◆ About this exercise ◆
The response should consist of the records that follow, repeated exactly.

◆ Records for the exercise ◆
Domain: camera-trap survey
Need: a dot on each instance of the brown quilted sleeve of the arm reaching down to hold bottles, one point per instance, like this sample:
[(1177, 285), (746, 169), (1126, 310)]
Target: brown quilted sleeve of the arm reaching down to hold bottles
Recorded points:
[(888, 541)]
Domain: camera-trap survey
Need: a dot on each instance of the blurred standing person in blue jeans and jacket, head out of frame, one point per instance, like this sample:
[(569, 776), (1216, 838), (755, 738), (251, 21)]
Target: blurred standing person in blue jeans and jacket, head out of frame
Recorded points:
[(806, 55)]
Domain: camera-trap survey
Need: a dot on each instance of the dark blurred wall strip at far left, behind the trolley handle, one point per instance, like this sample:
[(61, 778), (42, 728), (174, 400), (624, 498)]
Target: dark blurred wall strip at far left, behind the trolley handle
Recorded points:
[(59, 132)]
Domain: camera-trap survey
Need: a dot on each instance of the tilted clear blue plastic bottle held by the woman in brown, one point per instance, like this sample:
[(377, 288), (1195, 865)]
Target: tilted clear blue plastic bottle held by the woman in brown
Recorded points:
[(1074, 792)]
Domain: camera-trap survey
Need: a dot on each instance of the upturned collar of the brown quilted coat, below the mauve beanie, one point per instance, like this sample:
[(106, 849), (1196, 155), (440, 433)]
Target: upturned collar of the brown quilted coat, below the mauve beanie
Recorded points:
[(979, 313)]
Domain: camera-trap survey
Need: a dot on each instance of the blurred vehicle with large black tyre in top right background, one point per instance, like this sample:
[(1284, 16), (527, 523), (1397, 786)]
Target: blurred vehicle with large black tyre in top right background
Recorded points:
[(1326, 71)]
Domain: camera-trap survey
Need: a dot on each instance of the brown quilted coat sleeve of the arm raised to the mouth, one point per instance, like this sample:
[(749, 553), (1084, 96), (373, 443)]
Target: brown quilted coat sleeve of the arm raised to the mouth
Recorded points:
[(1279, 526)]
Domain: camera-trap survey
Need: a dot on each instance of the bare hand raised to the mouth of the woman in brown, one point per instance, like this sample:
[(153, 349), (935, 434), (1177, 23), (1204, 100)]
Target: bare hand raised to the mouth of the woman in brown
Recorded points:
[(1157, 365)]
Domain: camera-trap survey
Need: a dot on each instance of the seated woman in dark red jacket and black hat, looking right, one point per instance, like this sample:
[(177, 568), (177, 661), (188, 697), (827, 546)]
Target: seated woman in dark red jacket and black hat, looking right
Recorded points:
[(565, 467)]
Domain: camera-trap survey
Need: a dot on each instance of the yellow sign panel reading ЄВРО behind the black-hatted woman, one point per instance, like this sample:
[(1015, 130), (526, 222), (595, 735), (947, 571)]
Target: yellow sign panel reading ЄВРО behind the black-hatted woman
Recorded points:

◆ Finished exercise ◆
Domain: camera-trap survey
Need: a dot on each instance of the brown quilted sleeve of the arm reaching down to hold bottles, one point per instance, like this sample:
[(1177, 285), (746, 169), (1126, 310)]
Target: brown quilted sleeve of the arm reaching down to hold bottles
Recorded points:
[(888, 541)]
Domain: camera-trap survey
Need: a dot on each instance of the blurred standing person in blue jeans and jacket, head out of frame, one point per instance, like this sample:
[(569, 776), (1216, 838), (755, 738), (251, 21)]
Target: blurred standing person in blue jeans and jacket, head out of frame
Recorded points:
[(806, 55)]
Domain: camera-trap survey
Need: a dot on each instance of the dark blurred wall strip at far left, behind the trolley handle, one point per instance, like this sample:
[(61, 778), (42, 728), (174, 400), (624, 498)]
Target: dark blurred wall strip at far left, behind the trolley handle
Recorded points:
[(59, 132)]
Domain: camera-trap survey
Need: a dot on each instance of the tilted clear blue plastic bottle held by the woman in brown, one point per instance, like this sample:
[(377, 288), (1195, 865)]
Target: tilted clear blue plastic bottle held by the woman in brown
Recorded points:
[(1074, 792)]
Domain: camera-trap survey
Need: a dot on each instance of the upturned collar of the brown quilted coat, below the mauve beanie, one point per instance, like this sample:
[(106, 849), (1196, 155), (440, 433)]
Target: upturned collar of the brown quilted coat, below the mauve beanie
Recorded points:
[(979, 313)]
Domain: camera-trap survey
Need: a dot on each instance of the blurred vehicle with large black tyre in top right background, one point per instance, like this sample:
[(1284, 16), (527, 523), (1397, 786)]
Target: blurred vehicle with large black tyre in top right background
Recorded points:
[(1326, 71)]
Domain: camera-trap survey
Need: a dot on each instance of the brown quilted coat sleeve of the arm raised to the mouth, one point per instance, like this sample:
[(749, 553), (1084, 96), (373, 443)]
Target: brown quilted coat sleeve of the arm raised to the mouth
Recorded points:
[(1279, 526)]
Domain: camera-trap survey
Need: a dot on each instance of the bare hand raised to the mouth of the woman in brown, one point per instance, like this sample:
[(153, 349), (935, 434), (1177, 23), (1204, 100)]
Target: bare hand raised to the mouth of the woman in brown
Recorded points:
[(1157, 365)]
Domain: camera-trap survey
Need: a dot on each instance of the seated woman in dark red jacket and black hat, looking right, one point per instance, like this sample:
[(177, 568), (177, 661), (188, 697), (827, 546)]
Target: seated woman in dark red jacket and black hat, looking right
Recorded points:
[(565, 467)]
Domain: camera-trap survey
Need: a dot on each instance of the yellow sign panel reading ЄВРО behind the black-hatted woman, one point per instance, like this sample:
[(1015, 130), (526, 222), (595, 735), (947, 571)]
Target: yellow sign panel reading ЄВРО behind the black-hatted woman
Recorded points:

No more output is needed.